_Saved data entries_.

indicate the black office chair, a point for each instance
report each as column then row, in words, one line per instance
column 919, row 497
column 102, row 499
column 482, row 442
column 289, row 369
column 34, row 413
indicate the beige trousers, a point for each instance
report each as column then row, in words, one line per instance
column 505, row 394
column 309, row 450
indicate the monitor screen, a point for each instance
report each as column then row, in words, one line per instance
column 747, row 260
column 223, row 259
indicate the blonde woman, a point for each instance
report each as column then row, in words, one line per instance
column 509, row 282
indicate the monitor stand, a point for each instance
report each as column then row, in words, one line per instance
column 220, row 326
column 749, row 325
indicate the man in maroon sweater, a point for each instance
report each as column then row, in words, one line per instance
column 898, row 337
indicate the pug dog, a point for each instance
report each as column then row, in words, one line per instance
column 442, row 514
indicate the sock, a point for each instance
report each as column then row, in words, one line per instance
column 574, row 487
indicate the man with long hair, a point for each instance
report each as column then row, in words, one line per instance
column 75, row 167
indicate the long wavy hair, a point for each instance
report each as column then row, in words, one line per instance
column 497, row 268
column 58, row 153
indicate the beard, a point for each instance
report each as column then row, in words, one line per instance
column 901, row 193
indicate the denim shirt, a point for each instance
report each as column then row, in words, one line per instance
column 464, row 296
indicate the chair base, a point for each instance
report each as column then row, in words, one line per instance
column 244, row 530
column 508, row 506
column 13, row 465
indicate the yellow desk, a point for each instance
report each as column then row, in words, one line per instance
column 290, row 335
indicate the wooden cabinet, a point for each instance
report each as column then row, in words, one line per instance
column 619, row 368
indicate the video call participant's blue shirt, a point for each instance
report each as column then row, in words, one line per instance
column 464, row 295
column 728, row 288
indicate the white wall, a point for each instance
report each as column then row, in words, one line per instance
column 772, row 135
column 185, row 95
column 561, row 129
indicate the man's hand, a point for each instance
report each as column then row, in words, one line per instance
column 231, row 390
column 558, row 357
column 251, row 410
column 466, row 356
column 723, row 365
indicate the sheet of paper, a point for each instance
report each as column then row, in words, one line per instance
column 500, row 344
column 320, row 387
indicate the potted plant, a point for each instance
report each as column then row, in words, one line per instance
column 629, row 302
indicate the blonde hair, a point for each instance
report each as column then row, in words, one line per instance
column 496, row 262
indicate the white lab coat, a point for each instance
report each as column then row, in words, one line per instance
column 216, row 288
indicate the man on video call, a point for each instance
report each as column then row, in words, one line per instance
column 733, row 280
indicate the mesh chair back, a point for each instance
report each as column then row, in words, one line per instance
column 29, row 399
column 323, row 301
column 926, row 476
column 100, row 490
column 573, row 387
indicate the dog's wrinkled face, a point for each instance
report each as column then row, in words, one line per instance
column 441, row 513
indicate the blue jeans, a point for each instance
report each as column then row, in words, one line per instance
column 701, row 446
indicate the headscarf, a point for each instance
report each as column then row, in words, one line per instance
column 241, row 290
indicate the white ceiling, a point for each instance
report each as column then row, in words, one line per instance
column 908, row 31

_What you have to do_.
Line by line, copy the entries above exactly as they appear.

_Result of this exercise_.
indicate the black office chair, a point for each instance
report each as column then row, in words, one line per instance
column 919, row 497
column 102, row 499
column 482, row 442
column 289, row 369
column 34, row 413
indicate the beige trousers, a point for each instance
report each as column then row, in words, one line per instance
column 505, row 394
column 309, row 450
indicate the monitor screen, a point for each instance
report each as column then row, in words, one line per instance
column 747, row 260
column 223, row 259
indicate the blonde woman, a point for each instance
report each as column then row, in words, one line per instance
column 509, row 282
indicate the monitor stand, a point for each instance
report each as column then row, in words, one line per instance
column 220, row 326
column 749, row 325
indicate the man in maroon sweater, a point for each instance
report each as column then row, in words, one line per instance
column 898, row 337
indicate the pug dog, a point for each instance
report each as column then row, in words, one line per instance
column 442, row 514
indicate the sock, a point for each instance
report each as column then row, in words, one line per instance
column 574, row 487
indicate the man with long hair, a point for each instance
report each as column then row, in words, one line per instance
column 75, row 167
indicate the long wavy hair, a point for each instance
report each as column then row, in words, one line per instance
column 497, row 268
column 58, row 153
indicate the beard, a point for each instance
report each as column then row, in words, one line per instance
column 901, row 193
indicate the denim shirt, a point for each instance
report each as column then row, in words, one line per instance
column 464, row 296
indicate the chair base, a point for each instance
report each as column then row, in words, one line per instance
column 244, row 530
column 508, row 506
column 13, row 465
indicate the yellow desk, a point for each instance
report each as column then row, in words, one line per instance
column 290, row 335
indicate the wooden cabinet, a point for each instance
report each as column then row, in words, one line per instance
column 619, row 368
indicate the video call participant's blue shirt, a point for each instance
report each as column then row, in words, one line per instance
column 464, row 295
column 728, row 288
indicate the white wall, a point for each instance
report each as column then row, in words, one line per instance
column 772, row 135
column 185, row 95
column 561, row 129
indicate the man's hand, a point for each instance
report each as column then row, in words, one line per instance
column 231, row 390
column 558, row 357
column 251, row 410
column 466, row 356
column 723, row 365
indicate the sheet of paper, a point for each instance
report each as column then row, in words, one line per instance
column 500, row 344
column 320, row 387
indicate the potted plant, a point for each instance
report each as column then row, in words, one line per instance
column 629, row 302
indicate the blonde hair, a point for each instance
report each as column then row, in words, one line per instance
column 496, row 262
indicate the white lab coat, a point for each instance
report each as column then row, in words, one line per instance
column 216, row 288
indicate the man on video call, a point for each instance
report each as column then row, in words, one line per instance
column 733, row 280
indicate the mesh chair back, a point for each instance
report each as column then row, in words, one line per instance
column 29, row 399
column 323, row 301
column 926, row 476
column 100, row 490
column 573, row 387
indicate the dog's wrinkled face, a point for each instance
report each as column then row, in words, one line per instance
column 441, row 513
indicate the blue jeans, a point for each instance
report each as column then row, in words, one line per instance
column 701, row 446
indicate the headscarf, a point for each instance
report each as column then row, in words, one line per instance
column 241, row 290
indicate the white ceiling, a point for each instance
report each as column then row, in words, one line per instance
column 908, row 31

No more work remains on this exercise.